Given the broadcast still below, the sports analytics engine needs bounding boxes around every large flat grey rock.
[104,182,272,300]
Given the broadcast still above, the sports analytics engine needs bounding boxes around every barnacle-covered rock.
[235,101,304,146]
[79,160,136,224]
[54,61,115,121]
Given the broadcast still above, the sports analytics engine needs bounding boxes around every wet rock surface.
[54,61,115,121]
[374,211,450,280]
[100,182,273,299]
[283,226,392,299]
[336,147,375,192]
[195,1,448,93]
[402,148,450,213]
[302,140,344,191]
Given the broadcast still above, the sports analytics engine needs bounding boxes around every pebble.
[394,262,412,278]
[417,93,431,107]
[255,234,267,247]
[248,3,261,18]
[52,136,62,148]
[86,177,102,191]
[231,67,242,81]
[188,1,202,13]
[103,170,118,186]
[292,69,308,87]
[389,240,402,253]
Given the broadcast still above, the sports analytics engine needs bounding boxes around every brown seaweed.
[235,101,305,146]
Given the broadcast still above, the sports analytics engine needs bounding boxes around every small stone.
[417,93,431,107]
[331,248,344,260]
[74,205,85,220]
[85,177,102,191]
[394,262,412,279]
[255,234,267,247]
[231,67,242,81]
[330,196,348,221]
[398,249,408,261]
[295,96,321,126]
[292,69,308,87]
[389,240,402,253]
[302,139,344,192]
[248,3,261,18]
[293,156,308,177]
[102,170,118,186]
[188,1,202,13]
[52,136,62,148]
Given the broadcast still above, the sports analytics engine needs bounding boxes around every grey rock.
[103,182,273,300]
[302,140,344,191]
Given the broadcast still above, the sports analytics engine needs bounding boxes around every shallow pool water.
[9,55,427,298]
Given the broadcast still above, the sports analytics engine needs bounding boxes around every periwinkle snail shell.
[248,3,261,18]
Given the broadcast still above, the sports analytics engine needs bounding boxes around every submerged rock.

# # #

> _SET PROBLEM_: Can you reproduce the listing above word for word, every line in its original order?

> _RIGHT ANSWER_:
Given the broadcast still below, the sports analytics engine needs bounding boxes around every large flat grey rock.
[104,182,272,300]
Given the broadcast still above, the sports analytics engine needs bounding boxes around every barnacle-covered rock.
[235,101,304,146]
[79,160,136,224]
[54,61,115,121]
Given the broadcast still above, the sports analytics engine needs bounding boxes around every wet rock surface.
[54,61,115,121]
[374,211,450,280]
[100,182,273,299]
[283,226,392,299]
[336,147,375,192]
[195,1,448,93]
[402,148,450,213]
[302,140,344,191]
Given the broadcast still above, the sports analytics engine needs bounding boxes around every pebble.
[394,262,412,278]
[417,93,431,107]
[255,234,267,247]
[248,3,261,18]
[52,136,62,148]
[86,177,102,191]
[231,67,242,81]
[188,1,202,13]
[103,170,118,186]
[292,69,308,87]
[389,240,402,253]
Given the broadcast still above, the sports analytics engine needs bounding boxes around every brown seaweed.
[235,101,305,146]
Given the broadcast still above, the sports analytics engine needs bounding boxes around every small stone.
[417,93,431,107]
[331,248,344,260]
[74,205,85,220]
[85,177,102,191]
[394,262,412,279]
[255,234,267,247]
[231,67,242,81]
[330,196,348,221]
[398,249,408,261]
[295,96,321,126]
[292,69,308,87]
[389,240,402,253]
[302,139,344,192]
[248,3,261,18]
[293,156,308,177]
[102,170,118,186]
[188,1,202,13]
[52,136,62,148]
Given the broadcast still above, the sports analytics engine needs bounding boxes around every grey rock.
[103,182,273,300]
[302,140,344,191]
Given the broadcast still above, the sports analytics engine needs bounding boxes around every shallow pool water.
[9,55,427,298]
Given the broadcast still above, the sports analytics engine needs bounding boxes around every periwinkle snail shell.
[248,3,261,18]
Given the broadcast still above, the sports analytics engine needs bounding boxes around every submerged rock.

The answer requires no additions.